_What is required:_ Copy the stretch of rows from the very first line through the line containing "[(282, 65), (160, 63)]", both included, word for word. Leave the pictures out of your answer.

_Dataset content:_
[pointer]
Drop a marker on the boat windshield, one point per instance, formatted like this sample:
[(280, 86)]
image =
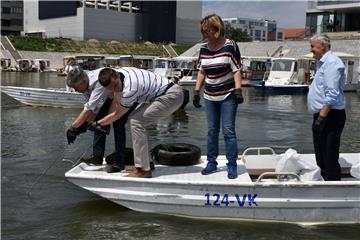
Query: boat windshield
[(282, 65), (160, 63)]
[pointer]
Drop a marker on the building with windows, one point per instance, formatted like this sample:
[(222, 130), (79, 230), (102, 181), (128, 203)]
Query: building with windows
[(155, 21), (332, 16), (12, 17), (259, 30)]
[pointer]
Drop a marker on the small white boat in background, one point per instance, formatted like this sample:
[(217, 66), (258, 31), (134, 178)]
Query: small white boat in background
[(166, 67), (284, 77), (25, 65), (183, 191), (188, 70), (5, 64), (45, 97), (43, 65), (351, 63)]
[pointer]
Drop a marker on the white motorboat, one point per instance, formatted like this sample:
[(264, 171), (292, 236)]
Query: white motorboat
[(45, 97), (283, 77), (183, 191)]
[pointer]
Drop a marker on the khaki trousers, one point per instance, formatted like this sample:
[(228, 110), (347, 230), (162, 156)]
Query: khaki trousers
[(148, 113)]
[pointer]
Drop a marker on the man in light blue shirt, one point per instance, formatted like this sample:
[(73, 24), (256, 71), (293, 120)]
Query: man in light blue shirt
[(327, 102)]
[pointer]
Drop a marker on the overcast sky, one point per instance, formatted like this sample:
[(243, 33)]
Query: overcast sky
[(288, 14)]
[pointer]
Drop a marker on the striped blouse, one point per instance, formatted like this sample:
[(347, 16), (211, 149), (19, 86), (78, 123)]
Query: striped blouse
[(140, 86), (219, 67)]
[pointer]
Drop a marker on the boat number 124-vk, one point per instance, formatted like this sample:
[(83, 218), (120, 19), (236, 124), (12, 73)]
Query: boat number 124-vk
[(219, 200)]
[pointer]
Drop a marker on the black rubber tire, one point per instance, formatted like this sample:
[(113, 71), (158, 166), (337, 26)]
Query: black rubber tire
[(176, 154)]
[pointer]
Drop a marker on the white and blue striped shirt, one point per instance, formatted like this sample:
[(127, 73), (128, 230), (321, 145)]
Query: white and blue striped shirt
[(141, 86), (327, 89), (96, 94)]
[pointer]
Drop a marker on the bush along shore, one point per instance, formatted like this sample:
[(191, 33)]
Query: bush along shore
[(91, 46)]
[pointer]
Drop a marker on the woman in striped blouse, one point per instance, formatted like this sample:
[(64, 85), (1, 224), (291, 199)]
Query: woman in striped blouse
[(219, 68)]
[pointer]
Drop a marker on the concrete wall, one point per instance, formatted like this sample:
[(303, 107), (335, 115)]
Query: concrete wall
[(67, 27), (188, 16), (104, 24)]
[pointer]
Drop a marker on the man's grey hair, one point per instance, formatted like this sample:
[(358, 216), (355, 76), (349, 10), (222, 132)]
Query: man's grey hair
[(75, 76), (323, 38)]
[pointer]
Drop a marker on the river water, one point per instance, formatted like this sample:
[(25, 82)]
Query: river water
[(32, 138)]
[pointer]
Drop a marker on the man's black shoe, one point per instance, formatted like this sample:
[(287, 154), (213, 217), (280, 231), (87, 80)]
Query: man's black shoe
[(114, 168), (152, 165), (92, 160), (110, 159)]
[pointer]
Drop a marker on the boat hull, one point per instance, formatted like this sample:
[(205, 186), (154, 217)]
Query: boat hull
[(184, 191), (286, 89), (44, 97)]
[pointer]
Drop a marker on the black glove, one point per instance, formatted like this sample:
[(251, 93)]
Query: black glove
[(319, 124), (238, 96), (196, 100), (71, 134), (82, 128), (93, 126)]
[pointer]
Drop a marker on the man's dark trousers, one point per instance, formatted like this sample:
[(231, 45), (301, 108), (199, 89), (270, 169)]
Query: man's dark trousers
[(327, 144)]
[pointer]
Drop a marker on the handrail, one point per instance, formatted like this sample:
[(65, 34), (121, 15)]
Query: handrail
[(258, 149), (278, 175)]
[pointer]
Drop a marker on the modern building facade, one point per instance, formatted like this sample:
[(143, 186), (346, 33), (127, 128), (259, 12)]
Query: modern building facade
[(333, 16), (155, 21), (12, 17), (259, 30)]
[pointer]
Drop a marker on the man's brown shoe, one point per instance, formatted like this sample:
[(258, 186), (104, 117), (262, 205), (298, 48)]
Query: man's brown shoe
[(139, 173), (130, 168)]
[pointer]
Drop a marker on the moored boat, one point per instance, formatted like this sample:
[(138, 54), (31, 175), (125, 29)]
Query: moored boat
[(255, 195), (45, 97), (285, 77)]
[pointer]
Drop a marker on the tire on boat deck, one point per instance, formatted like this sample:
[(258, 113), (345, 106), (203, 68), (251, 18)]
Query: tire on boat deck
[(176, 154)]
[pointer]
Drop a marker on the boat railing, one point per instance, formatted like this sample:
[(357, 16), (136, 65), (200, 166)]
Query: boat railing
[(279, 176), (259, 150)]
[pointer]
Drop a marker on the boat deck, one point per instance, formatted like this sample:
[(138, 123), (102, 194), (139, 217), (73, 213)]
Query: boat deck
[(181, 173), (247, 172)]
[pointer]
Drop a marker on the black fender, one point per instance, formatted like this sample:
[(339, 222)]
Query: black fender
[(176, 154)]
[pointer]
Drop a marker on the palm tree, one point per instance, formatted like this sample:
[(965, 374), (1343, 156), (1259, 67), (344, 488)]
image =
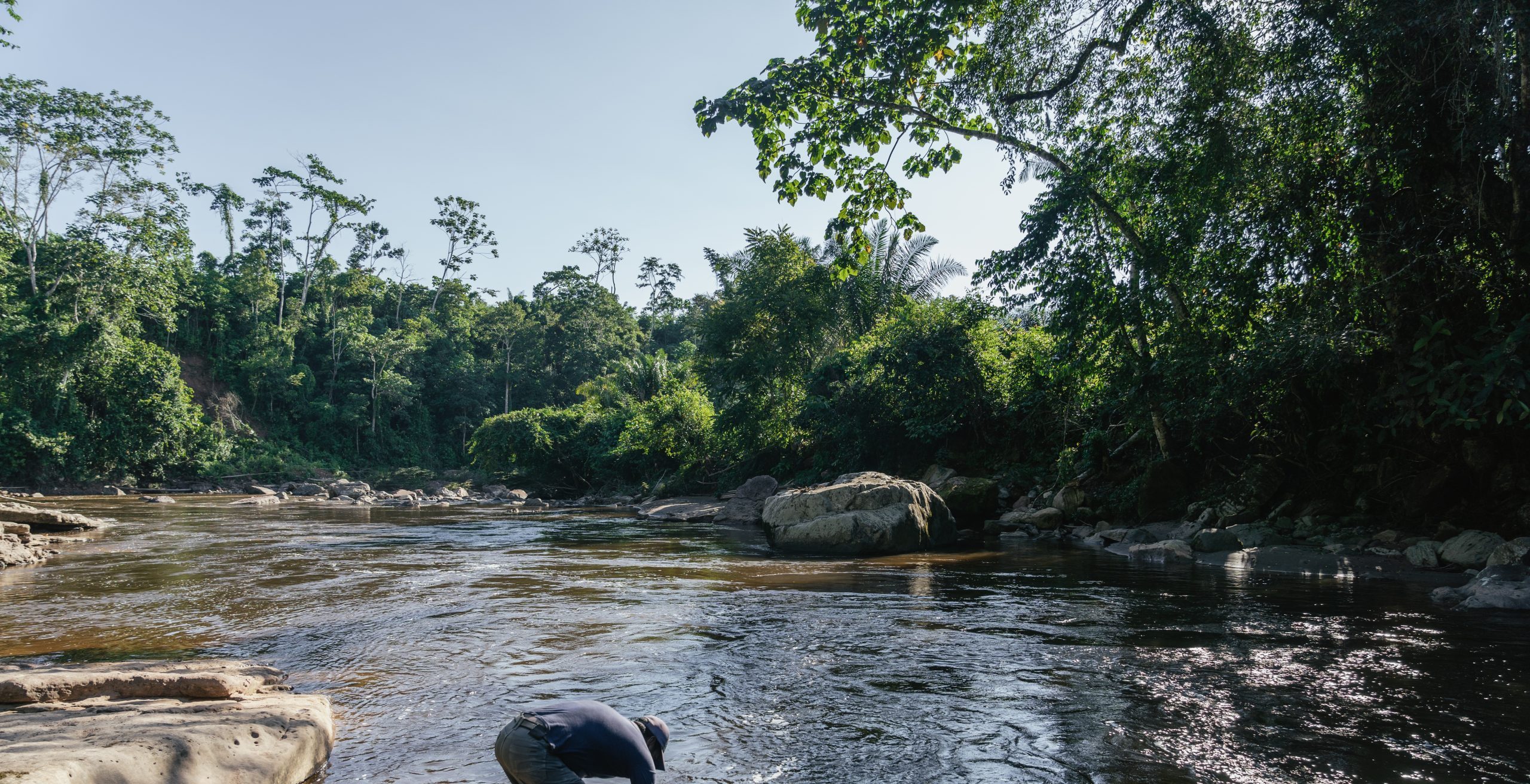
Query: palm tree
[(899, 268)]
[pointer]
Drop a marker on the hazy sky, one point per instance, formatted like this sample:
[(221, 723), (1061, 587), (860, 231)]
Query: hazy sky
[(558, 117)]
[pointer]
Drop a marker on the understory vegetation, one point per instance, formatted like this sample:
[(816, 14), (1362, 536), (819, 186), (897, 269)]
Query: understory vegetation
[(1267, 233)]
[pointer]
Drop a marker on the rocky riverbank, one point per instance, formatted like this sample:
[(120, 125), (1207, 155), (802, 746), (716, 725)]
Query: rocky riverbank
[(28, 532), (160, 722)]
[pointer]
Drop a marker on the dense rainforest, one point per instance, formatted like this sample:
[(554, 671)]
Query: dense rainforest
[(1289, 235)]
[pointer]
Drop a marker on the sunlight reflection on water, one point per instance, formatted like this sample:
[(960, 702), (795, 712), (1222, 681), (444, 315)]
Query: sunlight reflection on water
[(1029, 663)]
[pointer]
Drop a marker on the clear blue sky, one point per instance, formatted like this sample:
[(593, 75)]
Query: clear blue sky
[(558, 117)]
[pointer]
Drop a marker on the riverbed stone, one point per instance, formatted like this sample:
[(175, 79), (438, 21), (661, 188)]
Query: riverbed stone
[(1514, 552), (747, 506), (1258, 535), (1165, 552), (48, 519), (1425, 555), (684, 509), (149, 723), (349, 489), (1069, 498), (1215, 541), (1471, 549), (859, 515), (1492, 589)]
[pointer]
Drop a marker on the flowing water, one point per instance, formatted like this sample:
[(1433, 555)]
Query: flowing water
[(1023, 663)]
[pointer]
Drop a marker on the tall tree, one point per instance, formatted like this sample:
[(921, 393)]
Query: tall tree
[(605, 247), (467, 238)]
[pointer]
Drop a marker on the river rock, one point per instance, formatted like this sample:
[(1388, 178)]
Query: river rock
[(47, 519), (1424, 553), (1492, 589), (684, 509), (971, 500), (1215, 541), (1044, 519), (1471, 549), (859, 515), (348, 489), (160, 722), (1511, 553), (256, 501), (1258, 535), (747, 504), (1165, 552), (1070, 498)]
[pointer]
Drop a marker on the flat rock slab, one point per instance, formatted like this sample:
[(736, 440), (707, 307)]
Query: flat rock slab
[(148, 723), (47, 519), (681, 509), (271, 739)]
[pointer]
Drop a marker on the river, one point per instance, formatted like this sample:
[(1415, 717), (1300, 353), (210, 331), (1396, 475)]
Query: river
[(1017, 663)]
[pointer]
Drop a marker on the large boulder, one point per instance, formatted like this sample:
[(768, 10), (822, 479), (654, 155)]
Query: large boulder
[(47, 519), (1165, 552), (747, 504), (348, 489), (1215, 541), (1258, 535), (1492, 589), (1471, 549), (1424, 555), (859, 515), (1070, 498), (1162, 491), (971, 500), (1511, 553), (151, 723)]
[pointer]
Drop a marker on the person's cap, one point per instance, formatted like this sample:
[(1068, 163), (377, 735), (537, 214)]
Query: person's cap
[(660, 731)]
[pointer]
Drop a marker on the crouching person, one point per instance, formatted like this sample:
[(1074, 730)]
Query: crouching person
[(564, 743)]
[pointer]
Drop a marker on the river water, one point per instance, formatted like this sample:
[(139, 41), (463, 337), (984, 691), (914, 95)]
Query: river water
[(1021, 663)]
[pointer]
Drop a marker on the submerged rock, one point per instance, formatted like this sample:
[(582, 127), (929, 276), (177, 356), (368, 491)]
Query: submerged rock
[(1492, 589), (1511, 553), (859, 515), (160, 722), (48, 519), (1165, 552), (1215, 541), (684, 509), (1471, 549), (747, 504), (1425, 555)]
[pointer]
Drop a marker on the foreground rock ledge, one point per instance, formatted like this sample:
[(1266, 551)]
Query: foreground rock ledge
[(160, 722)]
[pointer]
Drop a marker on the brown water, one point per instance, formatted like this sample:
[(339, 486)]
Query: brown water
[(1032, 663)]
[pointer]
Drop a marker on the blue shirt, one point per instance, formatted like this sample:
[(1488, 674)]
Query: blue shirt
[(597, 742)]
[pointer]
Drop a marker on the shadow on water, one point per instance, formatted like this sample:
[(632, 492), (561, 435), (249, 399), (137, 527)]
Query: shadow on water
[(1026, 663)]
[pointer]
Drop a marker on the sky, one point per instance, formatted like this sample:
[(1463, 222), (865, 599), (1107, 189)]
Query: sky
[(556, 117)]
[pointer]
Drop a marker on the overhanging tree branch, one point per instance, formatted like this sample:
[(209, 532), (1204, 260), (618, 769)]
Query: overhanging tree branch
[(1119, 47)]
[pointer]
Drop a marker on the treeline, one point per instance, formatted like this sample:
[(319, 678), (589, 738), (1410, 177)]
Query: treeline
[(1277, 235)]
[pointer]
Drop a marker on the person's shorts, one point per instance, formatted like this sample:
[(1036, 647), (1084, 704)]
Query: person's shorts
[(524, 752)]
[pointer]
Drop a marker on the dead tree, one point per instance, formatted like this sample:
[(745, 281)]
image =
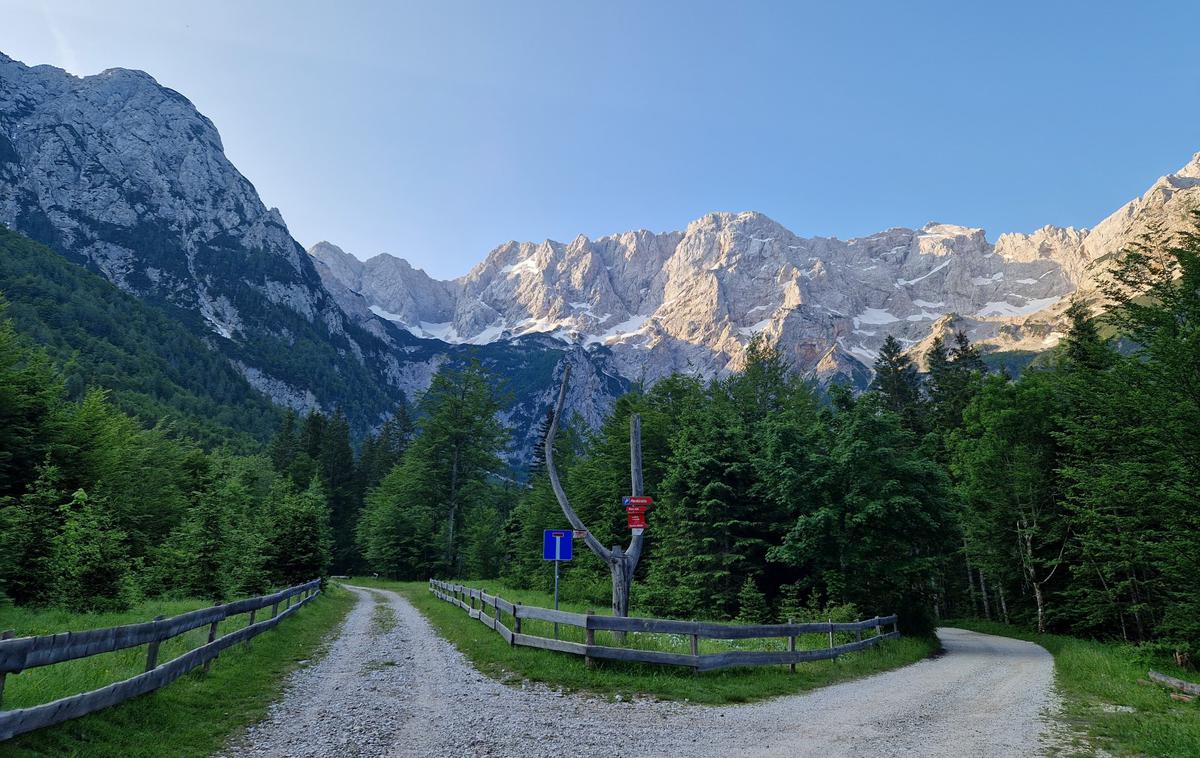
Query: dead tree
[(621, 561)]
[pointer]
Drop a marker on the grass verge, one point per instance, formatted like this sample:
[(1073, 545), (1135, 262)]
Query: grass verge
[(191, 716), (1102, 698), (492, 656)]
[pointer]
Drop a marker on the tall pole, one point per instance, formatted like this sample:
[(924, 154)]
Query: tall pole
[(622, 561), (558, 557)]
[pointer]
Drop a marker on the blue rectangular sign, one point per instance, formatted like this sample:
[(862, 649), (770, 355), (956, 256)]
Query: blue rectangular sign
[(556, 543)]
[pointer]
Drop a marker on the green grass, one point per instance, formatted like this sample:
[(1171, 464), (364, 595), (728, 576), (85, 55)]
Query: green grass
[(1098, 681), (191, 716), (495, 657)]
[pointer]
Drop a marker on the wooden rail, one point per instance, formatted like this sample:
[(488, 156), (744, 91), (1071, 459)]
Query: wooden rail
[(477, 602), (1175, 684), (22, 653)]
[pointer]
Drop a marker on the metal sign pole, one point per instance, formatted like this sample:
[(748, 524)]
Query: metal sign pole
[(558, 555)]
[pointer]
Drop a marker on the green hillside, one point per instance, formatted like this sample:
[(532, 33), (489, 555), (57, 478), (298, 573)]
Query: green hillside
[(153, 366)]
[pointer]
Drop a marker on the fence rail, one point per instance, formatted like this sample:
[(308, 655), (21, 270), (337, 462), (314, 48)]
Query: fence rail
[(466, 597), (23, 653)]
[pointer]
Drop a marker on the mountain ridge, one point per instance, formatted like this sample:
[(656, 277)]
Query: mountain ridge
[(697, 295)]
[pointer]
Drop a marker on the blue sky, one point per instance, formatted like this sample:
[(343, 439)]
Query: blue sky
[(436, 131)]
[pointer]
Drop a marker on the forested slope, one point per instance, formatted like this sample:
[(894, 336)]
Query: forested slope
[(153, 366)]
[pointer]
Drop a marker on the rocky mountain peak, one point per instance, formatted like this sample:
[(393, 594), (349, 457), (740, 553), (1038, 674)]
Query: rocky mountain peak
[(691, 300)]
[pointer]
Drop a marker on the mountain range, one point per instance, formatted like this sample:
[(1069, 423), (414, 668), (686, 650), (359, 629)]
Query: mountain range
[(691, 300), (126, 179)]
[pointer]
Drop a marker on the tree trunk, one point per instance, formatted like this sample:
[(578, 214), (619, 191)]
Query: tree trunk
[(1041, 603), (622, 578), (966, 560), (983, 594), (621, 561)]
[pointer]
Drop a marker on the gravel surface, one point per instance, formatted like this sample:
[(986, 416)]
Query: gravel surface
[(405, 691)]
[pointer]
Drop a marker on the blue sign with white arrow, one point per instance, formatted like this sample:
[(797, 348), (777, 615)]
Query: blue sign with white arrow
[(556, 543)]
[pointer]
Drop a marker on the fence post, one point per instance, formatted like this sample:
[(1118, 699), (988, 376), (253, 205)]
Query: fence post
[(153, 648), (252, 613), (791, 648), (213, 636), (7, 635), (589, 637)]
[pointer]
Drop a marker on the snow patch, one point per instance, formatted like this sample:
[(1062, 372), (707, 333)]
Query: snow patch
[(979, 281), (520, 268), (754, 329), (874, 316), (1008, 310), (921, 278)]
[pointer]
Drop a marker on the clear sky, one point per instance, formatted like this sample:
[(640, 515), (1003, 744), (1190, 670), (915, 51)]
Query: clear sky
[(438, 130)]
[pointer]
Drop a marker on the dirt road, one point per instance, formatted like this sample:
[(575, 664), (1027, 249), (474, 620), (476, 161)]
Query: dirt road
[(397, 689)]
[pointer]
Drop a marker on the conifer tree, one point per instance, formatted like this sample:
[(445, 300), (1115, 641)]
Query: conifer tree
[(895, 379)]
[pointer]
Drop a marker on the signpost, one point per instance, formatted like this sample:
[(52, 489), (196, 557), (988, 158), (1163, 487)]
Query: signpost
[(557, 546), (635, 511)]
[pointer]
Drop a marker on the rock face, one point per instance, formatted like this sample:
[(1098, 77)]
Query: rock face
[(691, 300), (125, 176)]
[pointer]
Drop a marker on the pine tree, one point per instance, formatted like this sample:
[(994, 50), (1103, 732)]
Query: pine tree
[(89, 566), (448, 467), (299, 540), (879, 534), (895, 379), (285, 445), (751, 603), (340, 481)]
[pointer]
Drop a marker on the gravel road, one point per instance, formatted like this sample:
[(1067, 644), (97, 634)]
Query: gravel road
[(397, 689)]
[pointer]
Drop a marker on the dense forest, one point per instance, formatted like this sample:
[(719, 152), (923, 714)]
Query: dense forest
[(1062, 498)]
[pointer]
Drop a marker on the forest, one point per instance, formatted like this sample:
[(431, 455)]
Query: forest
[(1062, 498)]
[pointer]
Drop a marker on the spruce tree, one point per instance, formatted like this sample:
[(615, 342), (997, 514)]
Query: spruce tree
[(895, 380)]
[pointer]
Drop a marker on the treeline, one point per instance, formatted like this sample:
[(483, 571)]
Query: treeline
[(1079, 482), (97, 511), (153, 365), (1063, 499)]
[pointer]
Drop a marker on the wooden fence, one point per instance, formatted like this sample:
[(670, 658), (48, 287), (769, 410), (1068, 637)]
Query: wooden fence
[(22, 653), (467, 597)]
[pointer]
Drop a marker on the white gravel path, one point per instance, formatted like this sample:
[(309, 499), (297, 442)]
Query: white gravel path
[(408, 692)]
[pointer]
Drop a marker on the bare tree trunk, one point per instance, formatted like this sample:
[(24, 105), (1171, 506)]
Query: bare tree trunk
[(1041, 603), (966, 560), (621, 561), (983, 594)]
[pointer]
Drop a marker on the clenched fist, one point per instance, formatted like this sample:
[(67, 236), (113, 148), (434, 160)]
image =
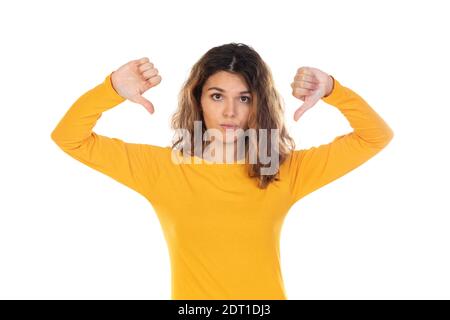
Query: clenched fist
[(310, 85), (134, 78)]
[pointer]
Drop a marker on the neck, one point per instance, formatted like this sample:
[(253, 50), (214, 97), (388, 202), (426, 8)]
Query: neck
[(220, 152)]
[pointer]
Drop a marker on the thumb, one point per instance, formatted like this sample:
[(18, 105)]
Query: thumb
[(145, 103), (310, 101)]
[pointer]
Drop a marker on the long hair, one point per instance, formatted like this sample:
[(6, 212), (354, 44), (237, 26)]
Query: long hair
[(267, 113)]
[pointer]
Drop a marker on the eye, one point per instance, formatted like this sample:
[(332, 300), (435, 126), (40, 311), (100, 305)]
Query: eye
[(248, 99)]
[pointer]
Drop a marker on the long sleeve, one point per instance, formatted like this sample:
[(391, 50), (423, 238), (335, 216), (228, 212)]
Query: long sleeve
[(312, 168), (132, 164)]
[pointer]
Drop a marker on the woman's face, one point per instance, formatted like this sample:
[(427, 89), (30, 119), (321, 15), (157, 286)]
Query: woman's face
[(226, 100)]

_Output for this exercise:_
[pointer]
Drop a marker on the boat windshield, one point per instance, formatted like this sample:
[(280, 86)]
image =
Query: boat windshield
[(282, 65), (160, 63)]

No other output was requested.